**Extract provided:**
..........
Spatial distribution of isobaric lipids using high-resolution ion mobility with the DESI XS

Significance of the Topic

Desorption electrospray ionization imaging mass spectrometry (DESI-MS) enables direct chemical mapping of tissue surfaces under ambient conditions, offering valuable insights into spatial lipid distributions. However, overlapping m/z signals arising from diverse lipid structures limit specificity. High-resolution ion mobility, particularly cyclic multi-pass separation, addresses this challenge by discriminating ions based on structural and mobility differences, thereby improving specificity in lipid imaging.

Objectives and Study Overview

This study aimed to apply multi-pass high-resolution cyclic ion mobility separation within a DESI-MS workflow to enhance specificity in lipid imaging. The research focused on demonstrating the ability to resolve and spatially map isobaric phospholipids in tissue sections, comparing single-pass and multi-pass mobility separations.

Methods and Instrumentation

• Desorption Electrospray Ionization: DESI-XS source (Waters) using MeOH:H2O (98:2) with 0.1% formic acid at 2 µL/min; spray voltage 0.65 kV; nebulizing gas at 0.7 bar.
  
• Mass Spectrometer: Select Series Cyclic IMS quadrupole time-of-flight (ToF) with integrated cyclic ion mobility device (100 cm RF ion guide, >600 electrodes, multi-pass capability, up to 100 000 mass resolution).
  
• Sample Preparation: Fresh tissue sections thaw-mounted on glass slides and vacuum-dried; no additional sample prep.
  
• Data Acquisition: Survey imaging (m/z 50–1 200) using single and seven-pass cyclic IMS; drift time and m/z recorded.
  
• Data Processing: MassLynx V4.2, DriftScope V2.9, and HDI 1.6 for mobility analysis and image visualization.
..........
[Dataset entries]
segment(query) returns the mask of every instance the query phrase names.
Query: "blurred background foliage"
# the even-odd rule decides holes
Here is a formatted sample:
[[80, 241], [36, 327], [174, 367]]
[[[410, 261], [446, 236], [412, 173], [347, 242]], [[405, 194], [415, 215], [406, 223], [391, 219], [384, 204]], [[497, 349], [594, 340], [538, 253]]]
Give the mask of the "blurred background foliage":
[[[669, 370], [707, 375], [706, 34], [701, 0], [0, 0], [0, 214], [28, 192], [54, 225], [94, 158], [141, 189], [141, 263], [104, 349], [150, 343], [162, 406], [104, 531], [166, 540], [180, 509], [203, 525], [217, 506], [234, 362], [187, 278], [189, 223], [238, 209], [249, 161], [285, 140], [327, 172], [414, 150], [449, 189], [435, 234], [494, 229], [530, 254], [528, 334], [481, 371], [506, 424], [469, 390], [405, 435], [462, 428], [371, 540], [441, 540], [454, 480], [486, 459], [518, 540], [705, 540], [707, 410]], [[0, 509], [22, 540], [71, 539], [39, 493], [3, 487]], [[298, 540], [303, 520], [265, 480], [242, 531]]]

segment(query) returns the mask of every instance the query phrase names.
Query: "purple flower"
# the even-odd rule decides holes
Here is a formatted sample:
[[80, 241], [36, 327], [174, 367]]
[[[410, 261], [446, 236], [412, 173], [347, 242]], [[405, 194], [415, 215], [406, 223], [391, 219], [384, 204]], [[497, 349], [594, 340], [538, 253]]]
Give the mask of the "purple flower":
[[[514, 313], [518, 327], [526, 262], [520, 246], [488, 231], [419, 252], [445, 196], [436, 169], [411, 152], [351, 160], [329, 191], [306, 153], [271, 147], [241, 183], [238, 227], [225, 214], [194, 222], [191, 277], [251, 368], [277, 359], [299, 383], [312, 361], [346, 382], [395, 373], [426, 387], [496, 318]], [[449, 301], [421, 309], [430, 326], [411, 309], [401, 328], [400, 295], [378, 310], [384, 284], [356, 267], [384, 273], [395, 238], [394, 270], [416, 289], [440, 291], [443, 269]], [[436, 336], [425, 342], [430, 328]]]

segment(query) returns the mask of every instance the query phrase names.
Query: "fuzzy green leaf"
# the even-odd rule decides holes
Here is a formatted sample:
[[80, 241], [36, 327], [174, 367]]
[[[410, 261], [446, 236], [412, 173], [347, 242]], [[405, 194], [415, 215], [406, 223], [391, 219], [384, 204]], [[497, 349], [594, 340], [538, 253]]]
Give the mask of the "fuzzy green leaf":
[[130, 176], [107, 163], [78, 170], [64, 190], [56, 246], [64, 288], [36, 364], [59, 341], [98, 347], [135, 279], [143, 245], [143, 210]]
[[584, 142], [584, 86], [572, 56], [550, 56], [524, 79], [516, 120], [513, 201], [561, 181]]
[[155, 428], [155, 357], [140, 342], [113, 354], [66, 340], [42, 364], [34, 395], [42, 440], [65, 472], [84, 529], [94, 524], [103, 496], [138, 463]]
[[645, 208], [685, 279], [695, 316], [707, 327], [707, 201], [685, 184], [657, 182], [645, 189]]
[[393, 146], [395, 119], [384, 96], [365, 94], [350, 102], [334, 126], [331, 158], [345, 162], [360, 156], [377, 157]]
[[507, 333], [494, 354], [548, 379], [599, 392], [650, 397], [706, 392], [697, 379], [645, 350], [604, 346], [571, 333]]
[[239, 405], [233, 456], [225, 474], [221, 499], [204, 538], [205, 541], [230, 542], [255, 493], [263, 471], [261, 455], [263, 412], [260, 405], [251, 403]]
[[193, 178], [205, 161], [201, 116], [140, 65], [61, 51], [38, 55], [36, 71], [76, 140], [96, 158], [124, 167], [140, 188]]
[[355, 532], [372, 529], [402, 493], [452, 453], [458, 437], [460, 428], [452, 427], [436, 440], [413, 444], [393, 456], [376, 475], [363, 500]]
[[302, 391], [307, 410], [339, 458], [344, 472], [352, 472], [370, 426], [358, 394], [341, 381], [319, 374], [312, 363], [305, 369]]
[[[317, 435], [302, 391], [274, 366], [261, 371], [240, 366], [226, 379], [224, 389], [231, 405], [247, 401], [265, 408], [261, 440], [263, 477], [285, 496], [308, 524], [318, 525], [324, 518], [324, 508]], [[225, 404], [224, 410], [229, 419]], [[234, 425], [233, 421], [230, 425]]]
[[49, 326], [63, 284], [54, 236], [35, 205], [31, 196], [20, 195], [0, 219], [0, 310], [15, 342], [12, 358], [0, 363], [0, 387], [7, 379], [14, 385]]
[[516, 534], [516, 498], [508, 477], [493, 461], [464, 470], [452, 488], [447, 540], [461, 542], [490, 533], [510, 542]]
..........
**Questions on the material:**
**A)** Copy the part of the DESI lipid imaging summary that begins with the words "This study aimed" and ends after the words "at 0.7 bar.".
**B)** Continue the summary on DESI imaging of isobaric lipids from its last line.

**Solved problems:**
**A)**
This study aimed to apply multi-pass high-resolution cyclic ion mobility separation within a DESI-MS workflow to enhance specificity in lipid imaging. The research focused on demonstrating the ability to resolve and spatially map isobaric phospholipids in tissue sections, comparing single-pass and multi-pass mobility separations.

Methods and Instrumentation

• Desorption Electrospray Ionization: DESI-XS source (Waters) using MeOH:H2O (98:2) with 0.1% formic acid at 2 µL/min; spray voltage 0.65 kV; nebulizing gas at 0.7 bar.

**B)**
Key Results and Discussion

• Single-pass IMS provided partial lipid separation but failed to resolve all isobaric species within complex phospholipid regions.
  
• Seven-pass cyclic IMS achieved enhanced resolution (~150), fully separating ions at m/z 810.6 into two drift time peaks (92.93 ms and 94.24 ms), corresponding to protonated PC(18:0_20:4) and sodiated PC(18:0_18:1) differing by 2.4 mDa.
  
• Tandem MS after mobility separation yielded distinct fragmentation patterns for each isobaric lipid, enabling confident structural assignments.
  
• Spatial mapping of separated species revealed unique localization patterns within mouse brain tissue, illustrating biological relevance of improved separation.

Benefits and Practical Applications

• Enhanced specificity in lipid imaging through discrimination of isobaric species.
  
• Direct tissue analysis without chromatography or extensive sample prep.
  
• Accurate molecular identification aided by post-mobility tandem MS.
  
• Potential applications in biomarker discovery, pathology, and metabolic studies.

Future Trends and Applications

• Integration of higher-pass IMS cycles and IMSⁿ workflows for deeper structural elucidation.
  
• Coupling mobility-enhanced DESI-MS with machine learning for automated tissue classification.
  
• Expansion to other molecular classes (metabolites, peptides) and clinical diagnostics.
  
• Development of compact, high-throughput instruments for routine spatial omics in research and QA/QC environments.

Conclusion

Multi-pass cyclic ion mobility separation significantly improves the specificity of DESI-MS lipid imaging by resolving isobaric species that single-pass methods cannot distinguish. The combination of high-resolution mobility separation and tandem MS provides robust molecular identification and spatial localization, advancing the capabilities of ambient tissue imaging.

References

Shrestha B., Towers M., Olivos H., Midey A., Claude E., Waters Corporation Poster, 2021.